Instruction 1 | In the records, take the section that begins with the line containing "Target: parked car" and continues to the end of the records, and format it as a JSON list of strings with one string per line. Leave out blank lines and any pictures.
>> Start Passage shown
Theres High Buddhism and Low Buddhism

May 17, 2010

I read a very illuminating article by Julia Cassaniti that won the Richard C Condon Prize. I thought its worth sharing.

Cassaniti tries to explain the lived expression of Buddhism. To this end she identifies a locus for meaning making. This is her unique orientation towards cultural psychology. Her locus is the point of interaction of cultural ideas and individuals’ minds. Lord Buddha calls this the experiential self. So she establishes that the cultural ideas and the self are both real (external and constraining). She is aware that one’s own culture may influence the way one interacts with that culture and the incorporation of a multiplicity of personal perspectives is integral to cultural psychology. Soooooo, she is showing awareness of Bourdieu’s insistence that the objectivist stance of the anthropologist is itself a culturally defined way of knowing that shapes the outcomes of analysis. Anyway… I wanna talk about how Cassaniti distinguishes between Buddhism of textual abstraction and lived Buddhism. This is what Bourdieu observed as the distinction between the stated rules of behavior and actual practice. Something bumfucks from Washington to Kandahar are ignorant about.
>> End Passage shown
>> Start Input
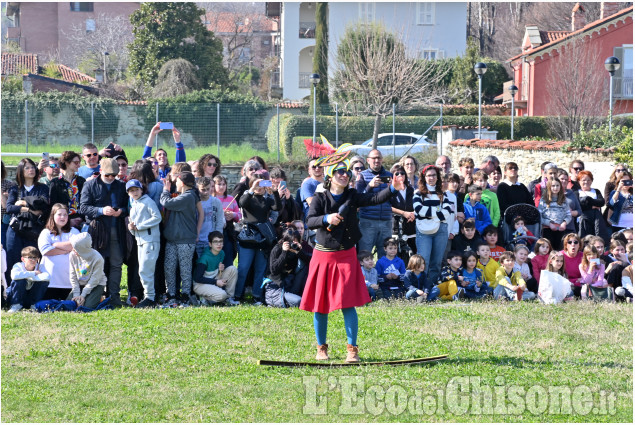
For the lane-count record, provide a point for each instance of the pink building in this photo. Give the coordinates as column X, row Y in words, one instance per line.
column 40, row 27
column 535, row 68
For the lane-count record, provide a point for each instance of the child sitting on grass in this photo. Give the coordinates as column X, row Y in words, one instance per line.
column 514, row 286
column 451, row 277
column 367, row 262
column 488, row 268
column 474, row 209
column 594, row 284
column 539, row 262
column 214, row 282
column 416, row 281
column 29, row 281
column 490, row 234
column 86, row 265
column 473, row 285
column 467, row 239
column 390, row 271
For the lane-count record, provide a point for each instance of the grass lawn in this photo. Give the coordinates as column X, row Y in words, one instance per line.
column 199, row 365
column 232, row 154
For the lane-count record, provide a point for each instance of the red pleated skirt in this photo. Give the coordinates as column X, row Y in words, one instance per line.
column 335, row 281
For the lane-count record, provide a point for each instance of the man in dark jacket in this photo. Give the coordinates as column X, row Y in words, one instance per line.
column 105, row 198
column 376, row 220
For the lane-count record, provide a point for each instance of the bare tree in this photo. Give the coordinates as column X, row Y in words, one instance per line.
column 577, row 88
column 112, row 34
column 372, row 70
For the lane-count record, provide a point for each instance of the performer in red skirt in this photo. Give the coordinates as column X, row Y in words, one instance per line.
column 335, row 280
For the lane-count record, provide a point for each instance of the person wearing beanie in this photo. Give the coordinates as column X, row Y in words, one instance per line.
column 88, row 280
column 181, row 233
column 144, row 225
column 104, row 203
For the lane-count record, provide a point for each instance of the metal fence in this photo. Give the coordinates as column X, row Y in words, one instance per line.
column 211, row 124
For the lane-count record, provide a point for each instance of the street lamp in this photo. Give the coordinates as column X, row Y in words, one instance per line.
column 480, row 68
column 315, row 80
column 611, row 64
column 513, row 90
column 105, row 69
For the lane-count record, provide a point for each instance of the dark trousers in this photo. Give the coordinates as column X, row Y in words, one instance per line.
column 18, row 294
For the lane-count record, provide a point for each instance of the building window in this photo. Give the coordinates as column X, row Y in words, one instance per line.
column 367, row 12
column 431, row 54
column 425, row 13
column 90, row 25
column 77, row 6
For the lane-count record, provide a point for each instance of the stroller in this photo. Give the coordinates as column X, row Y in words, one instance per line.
column 532, row 222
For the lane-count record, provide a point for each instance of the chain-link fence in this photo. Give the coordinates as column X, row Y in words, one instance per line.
column 209, row 125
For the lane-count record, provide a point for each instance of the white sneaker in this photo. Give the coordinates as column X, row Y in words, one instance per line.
column 15, row 308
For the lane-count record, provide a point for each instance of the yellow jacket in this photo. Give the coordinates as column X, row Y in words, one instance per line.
column 516, row 278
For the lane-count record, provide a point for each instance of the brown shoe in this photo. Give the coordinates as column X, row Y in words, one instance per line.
column 352, row 356
column 323, row 352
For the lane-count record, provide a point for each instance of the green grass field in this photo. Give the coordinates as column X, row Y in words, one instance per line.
column 232, row 154
column 199, row 365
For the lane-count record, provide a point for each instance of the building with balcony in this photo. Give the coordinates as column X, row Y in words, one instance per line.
column 429, row 29
column 535, row 68
column 42, row 28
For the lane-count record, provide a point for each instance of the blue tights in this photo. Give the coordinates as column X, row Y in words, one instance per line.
column 320, row 323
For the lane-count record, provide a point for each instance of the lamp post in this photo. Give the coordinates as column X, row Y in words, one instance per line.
column 315, row 80
column 513, row 90
column 480, row 68
column 611, row 64
column 105, row 69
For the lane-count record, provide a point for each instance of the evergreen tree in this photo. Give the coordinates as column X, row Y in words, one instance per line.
column 165, row 31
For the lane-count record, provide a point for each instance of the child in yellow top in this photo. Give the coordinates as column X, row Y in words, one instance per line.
column 512, row 282
column 488, row 267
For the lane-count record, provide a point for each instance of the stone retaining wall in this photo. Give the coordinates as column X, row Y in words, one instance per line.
column 530, row 154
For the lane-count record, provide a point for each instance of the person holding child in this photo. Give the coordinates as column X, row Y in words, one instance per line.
column 214, row 282
column 29, row 280
column 335, row 280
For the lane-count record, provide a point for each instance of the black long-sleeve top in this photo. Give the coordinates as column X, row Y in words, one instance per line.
column 346, row 234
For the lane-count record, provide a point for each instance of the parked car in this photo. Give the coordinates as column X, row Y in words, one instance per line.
column 403, row 143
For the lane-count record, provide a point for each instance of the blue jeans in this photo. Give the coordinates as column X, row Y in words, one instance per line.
column 432, row 249
column 432, row 295
column 246, row 257
column 374, row 232
column 18, row 294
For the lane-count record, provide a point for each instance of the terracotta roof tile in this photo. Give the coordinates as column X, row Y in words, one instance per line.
column 19, row 63
column 71, row 75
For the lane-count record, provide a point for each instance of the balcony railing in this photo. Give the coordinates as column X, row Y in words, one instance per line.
column 623, row 87
column 307, row 29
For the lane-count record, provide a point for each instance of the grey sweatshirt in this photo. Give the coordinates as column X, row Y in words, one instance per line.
column 180, row 227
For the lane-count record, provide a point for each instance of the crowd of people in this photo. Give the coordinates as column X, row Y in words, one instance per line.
column 422, row 232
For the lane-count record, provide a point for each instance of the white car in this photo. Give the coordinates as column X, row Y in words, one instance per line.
column 403, row 143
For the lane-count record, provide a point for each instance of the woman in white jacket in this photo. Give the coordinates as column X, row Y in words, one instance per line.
column 144, row 225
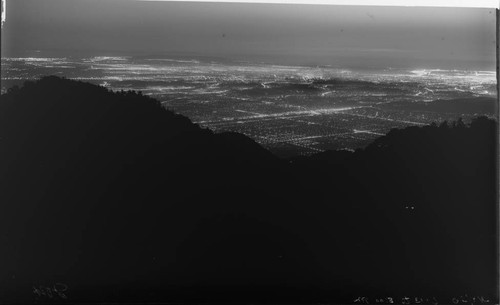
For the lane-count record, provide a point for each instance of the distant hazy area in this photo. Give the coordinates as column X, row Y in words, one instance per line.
column 342, row 36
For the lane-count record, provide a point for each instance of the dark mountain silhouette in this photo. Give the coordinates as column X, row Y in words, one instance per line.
column 110, row 197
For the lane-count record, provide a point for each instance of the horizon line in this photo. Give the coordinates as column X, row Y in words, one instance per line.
column 401, row 3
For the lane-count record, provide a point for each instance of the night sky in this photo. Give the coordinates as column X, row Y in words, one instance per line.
column 286, row 34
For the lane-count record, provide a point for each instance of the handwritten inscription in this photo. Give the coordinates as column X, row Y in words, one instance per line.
column 57, row 291
column 463, row 299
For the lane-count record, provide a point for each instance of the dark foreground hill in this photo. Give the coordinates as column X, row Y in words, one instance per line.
column 109, row 197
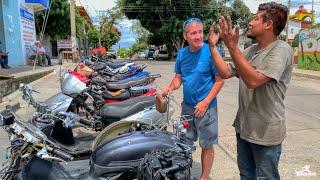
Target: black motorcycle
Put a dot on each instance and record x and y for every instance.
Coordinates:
(127, 150)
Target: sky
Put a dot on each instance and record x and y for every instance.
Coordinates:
(128, 38)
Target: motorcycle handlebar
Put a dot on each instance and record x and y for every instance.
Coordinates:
(62, 154)
(6, 120)
(85, 122)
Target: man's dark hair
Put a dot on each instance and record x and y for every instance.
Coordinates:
(275, 12)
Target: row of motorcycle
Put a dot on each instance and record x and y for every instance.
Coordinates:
(108, 122)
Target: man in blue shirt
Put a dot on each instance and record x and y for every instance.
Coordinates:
(3, 58)
(201, 82)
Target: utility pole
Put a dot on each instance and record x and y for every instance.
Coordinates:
(287, 31)
(73, 25)
(312, 11)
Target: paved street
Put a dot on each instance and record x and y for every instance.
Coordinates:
(300, 148)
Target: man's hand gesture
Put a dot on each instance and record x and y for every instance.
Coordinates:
(229, 36)
(213, 37)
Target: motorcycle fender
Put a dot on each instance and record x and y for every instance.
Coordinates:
(59, 102)
(150, 116)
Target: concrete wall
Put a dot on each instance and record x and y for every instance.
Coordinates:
(12, 32)
(2, 37)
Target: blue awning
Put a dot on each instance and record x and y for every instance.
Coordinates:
(38, 5)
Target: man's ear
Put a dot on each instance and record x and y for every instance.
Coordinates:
(269, 25)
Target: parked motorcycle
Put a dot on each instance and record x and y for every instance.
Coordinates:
(145, 154)
(75, 97)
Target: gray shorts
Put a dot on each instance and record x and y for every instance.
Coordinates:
(205, 127)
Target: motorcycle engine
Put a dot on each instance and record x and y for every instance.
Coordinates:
(165, 164)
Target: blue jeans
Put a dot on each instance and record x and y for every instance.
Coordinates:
(257, 162)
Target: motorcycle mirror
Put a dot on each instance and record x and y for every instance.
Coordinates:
(9, 108)
(21, 85)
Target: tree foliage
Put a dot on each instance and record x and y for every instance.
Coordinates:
(58, 23)
(164, 18)
(93, 36)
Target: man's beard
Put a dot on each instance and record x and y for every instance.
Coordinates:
(251, 36)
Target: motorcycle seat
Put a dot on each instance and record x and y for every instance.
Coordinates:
(98, 80)
(125, 108)
(127, 83)
(115, 65)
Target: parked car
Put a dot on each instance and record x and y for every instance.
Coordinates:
(161, 54)
(150, 53)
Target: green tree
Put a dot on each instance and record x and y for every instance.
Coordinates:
(164, 19)
(93, 36)
(240, 14)
(58, 23)
(295, 41)
(138, 47)
(109, 33)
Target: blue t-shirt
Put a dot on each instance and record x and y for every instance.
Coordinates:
(198, 73)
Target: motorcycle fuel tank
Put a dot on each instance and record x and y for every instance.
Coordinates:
(59, 102)
(72, 85)
(124, 153)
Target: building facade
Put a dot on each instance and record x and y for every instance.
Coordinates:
(17, 28)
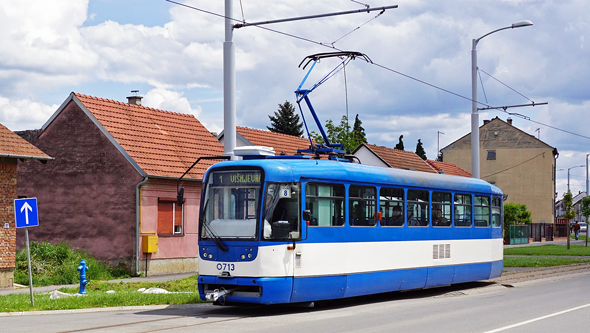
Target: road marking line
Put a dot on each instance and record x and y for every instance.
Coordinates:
>> End Input
Instruction 2 | Translate this sentence from the post on High and Low Buddhism into Spanish: "Cassaniti tries to explain the lived expression of Buddhism."

Correct result 1 |
[
  "Target: parked car",
  "Put a dot on each instance and record x and y for every instance.",
  "Coordinates:",
  "(161, 54)",
  "(150, 53)",
  "Target: green tree",
  "Put a dot on each instance and record x and y for every instance.",
  "Coordinates:",
  "(164, 19)",
  "(93, 36)",
  "(240, 14)",
  "(58, 23)",
  "(295, 41)",
  "(138, 47)",
  "(109, 33)",
  "Target: blue t-shirt",
  "Put a dot on each instance and record x and y for every instance.",
  "Coordinates:",
  "(198, 73)",
  "Target: motorcycle fuel tank",
  "Put a dot on each instance and record x and y for every instance.",
  "Coordinates:",
  "(59, 102)",
  "(72, 85)",
  "(124, 153)",
  "Target: building facade",
  "Put a dot on each instance and record x and y for every instance.",
  "Coordinates:",
  "(17, 28)",
  "Target: road marking line",
  "Put a dot on each instance and record x and y for every instance.",
  "Coordinates:"
]

Correct result 2 | Cassaniti intenta explicar la expresión vivida del budismo.